[GIVEN INSTRUCTION]:
Give the number of lines in the entries below that contain the word "green", where uppercase and lowercase must match. Reply with the number only.

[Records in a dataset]

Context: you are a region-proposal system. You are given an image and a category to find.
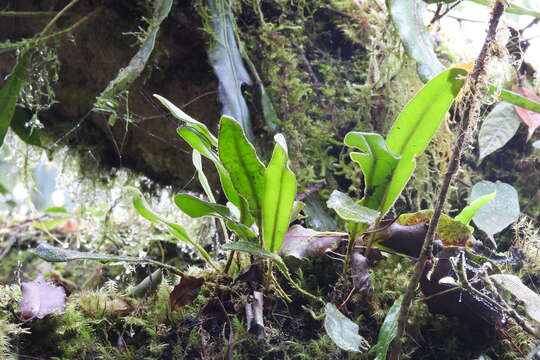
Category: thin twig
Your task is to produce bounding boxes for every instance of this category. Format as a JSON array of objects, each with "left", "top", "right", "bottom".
[
  {"left": 37, "top": 8, "right": 103, "bottom": 42},
  {"left": 0, "top": 11, "right": 58, "bottom": 17},
  {"left": 39, "top": 0, "right": 79, "bottom": 36},
  {"left": 389, "top": 0, "right": 504, "bottom": 360}
]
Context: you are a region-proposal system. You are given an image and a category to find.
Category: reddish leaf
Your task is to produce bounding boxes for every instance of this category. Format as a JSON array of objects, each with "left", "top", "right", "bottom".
[
  {"left": 19, "top": 275, "right": 66, "bottom": 321},
  {"left": 169, "top": 276, "right": 204, "bottom": 309},
  {"left": 351, "top": 250, "right": 371, "bottom": 291},
  {"left": 279, "top": 225, "right": 343, "bottom": 259},
  {"left": 514, "top": 87, "right": 540, "bottom": 141}
]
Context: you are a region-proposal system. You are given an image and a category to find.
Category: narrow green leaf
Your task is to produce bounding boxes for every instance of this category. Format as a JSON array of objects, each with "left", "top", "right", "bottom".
[
  {"left": 470, "top": 181, "right": 520, "bottom": 239},
  {"left": 191, "top": 149, "right": 216, "bottom": 202},
  {"left": 174, "top": 194, "right": 231, "bottom": 219},
  {"left": 379, "top": 69, "right": 467, "bottom": 215},
  {"left": 226, "top": 221, "right": 257, "bottom": 240},
  {"left": 324, "top": 303, "right": 369, "bottom": 352},
  {"left": 478, "top": 102, "right": 521, "bottom": 161},
  {"left": 176, "top": 126, "right": 242, "bottom": 209},
  {"left": 154, "top": 94, "right": 217, "bottom": 146},
  {"left": 0, "top": 50, "right": 32, "bottom": 146},
  {"left": 10, "top": 106, "right": 43, "bottom": 147},
  {"left": 289, "top": 201, "right": 306, "bottom": 224},
  {"left": 386, "top": 0, "right": 445, "bottom": 82},
  {"left": 262, "top": 134, "right": 296, "bottom": 253},
  {"left": 176, "top": 126, "right": 219, "bottom": 164},
  {"left": 127, "top": 187, "right": 217, "bottom": 269},
  {"left": 326, "top": 190, "right": 380, "bottom": 224},
  {"left": 454, "top": 193, "right": 497, "bottom": 225},
  {"left": 223, "top": 240, "right": 280, "bottom": 260},
  {"left": 96, "top": 0, "right": 173, "bottom": 98},
  {"left": 375, "top": 295, "right": 403, "bottom": 360},
  {"left": 31, "top": 215, "right": 73, "bottom": 231},
  {"left": 218, "top": 116, "right": 264, "bottom": 225},
  {"left": 34, "top": 243, "right": 140, "bottom": 262},
  {"left": 344, "top": 132, "right": 400, "bottom": 210},
  {"left": 207, "top": 0, "right": 254, "bottom": 141}
]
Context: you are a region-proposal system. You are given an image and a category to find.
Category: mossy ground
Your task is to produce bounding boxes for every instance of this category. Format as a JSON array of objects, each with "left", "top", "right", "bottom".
[
  {"left": 0, "top": 0, "right": 538, "bottom": 360},
  {"left": 0, "top": 232, "right": 534, "bottom": 360}
]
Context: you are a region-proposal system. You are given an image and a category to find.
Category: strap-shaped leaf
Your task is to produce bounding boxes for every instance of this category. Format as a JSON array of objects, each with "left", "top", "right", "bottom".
[
  {"left": 386, "top": 0, "right": 540, "bottom": 113},
  {"left": 262, "top": 134, "right": 296, "bottom": 253},
  {"left": 0, "top": 50, "right": 32, "bottom": 146},
  {"left": 127, "top": 187, "right": 218, "bottom": 269},
  {"left": 34, "top": 243, "right": 139, "bottom": 262},
  {"left": 218, "top": 116, "right": 264, "bottom": 225},
  {"left": 454, "top": 192, "right": 497, "bottom": 226},
  {"left": 207, "top": 0, "right": 254, "bottom": 140},
  {"left": 154, "top": 94, "right": 217, "bottom": 146},
  {"left": 223, "top": 240, "right": 281, "bottom": 261},
  {"left": 174, "top": 194, "right": 231, "bottom": 219},
  {"left": 191, "top": 149, "right": 216, "bottom": 202},
  {"left": 344, "top": 132, "right": 399, "bottom": 209},
  {"left": 326, "top": 190, "right": 379, "bottom": 224},
  {"left": 176, "top": 126, "right": 242, "bottom": 210},
  {"left": 379, "top": 68, "right": 467, "bottom": 215}
]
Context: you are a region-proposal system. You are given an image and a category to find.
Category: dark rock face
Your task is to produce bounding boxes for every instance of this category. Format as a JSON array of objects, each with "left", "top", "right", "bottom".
[{"left": 0, "top": 0, "right": 221, "bottom": 186}]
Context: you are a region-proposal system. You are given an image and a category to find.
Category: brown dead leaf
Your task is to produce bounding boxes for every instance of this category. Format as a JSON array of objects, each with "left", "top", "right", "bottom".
[
  {"left": 245, "top": 291, "right": 266, "bottom": 339},
  {"left": 514, "top": 87, "right": 540, "bottom": 141},
  {"left": 169, "top": 276, "right": 204, "bottom": 309},
  {"left": 19, "top": 275, "right": 66, "bottom": 321},
  {"left": 279, "top": 225, "right": 343, "bottom": 259}
]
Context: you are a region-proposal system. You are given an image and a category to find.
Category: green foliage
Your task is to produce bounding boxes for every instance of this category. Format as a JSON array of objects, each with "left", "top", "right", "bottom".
[
  {"left": 207, "top": 0, "right": 255, "bottom": 142},
  {"left": 34, "top": 243, "right": 141, "bottom": 262},
  {"left": 386, "top": 0, "right": 444, "bottom": 82},
  {"left": 343, "top": 132, "right": 399, "bottom": 209},
  {"left": 470, "top": 181, "right": 520, "bottom": 240},
  {"left": 454, "top": 193, "right": 497, "bottom": 231},
  {"left": 478, "top": 102, "right": 521, "bottom": 161},
  {"left": 262, "top": 134, "right": 296, "bottom": 253},
  {"left": 386, "top": 0, "right": 540, "bottom": 113},
  {"left": 218, "top": 116, "right": 265, "bottom": 224},
  {"left": 0, "top": 49, "right": 32, "bottom": 146},
  {"left": 345, "top": 69, "right": 466, "bottom": 228},
  {"left": 174, "top": 194, "right": 231, "bottom": 219},
  {"left": 374, "top": 295, "right": 403, "bottom": 360},
  {"left": 386, "top": 68, "right": 466, "bottom": 214},
  {"left": 324, "top": 303, "right": 369, "bottom": 352},
  {"left": 326, "top": 190, "right": 380, "bottom": 224}
]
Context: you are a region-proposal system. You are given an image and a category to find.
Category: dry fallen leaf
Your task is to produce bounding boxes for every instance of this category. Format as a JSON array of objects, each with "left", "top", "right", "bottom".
[
  {"left": 514, "top": 87, "right": 540, "bottom": 141},
  {"left": 19, "top": 275, "right": 66, "bottom": 321},
  {"left": 169, "top": 276, "right": 204, "bottom": 309},
  {"left": 279, "top": 225, "right": 343, "bottom": 259}
]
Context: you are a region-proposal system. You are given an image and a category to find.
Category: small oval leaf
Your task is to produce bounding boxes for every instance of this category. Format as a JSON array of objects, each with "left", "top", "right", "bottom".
[
  {"left": 478, "top": 102, "right": 520, "bottom": 161},
  {"left": 324, "top": 303, "right": 368, "bottom": 352},
  {"left": 470, "top": 181, "right": 520, "bottom": 238}
]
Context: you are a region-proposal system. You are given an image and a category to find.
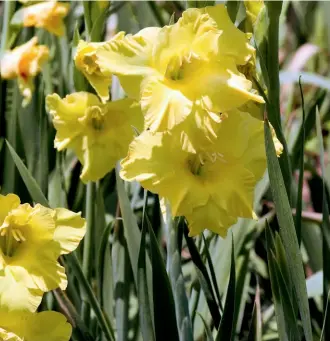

[ANSWER]:
2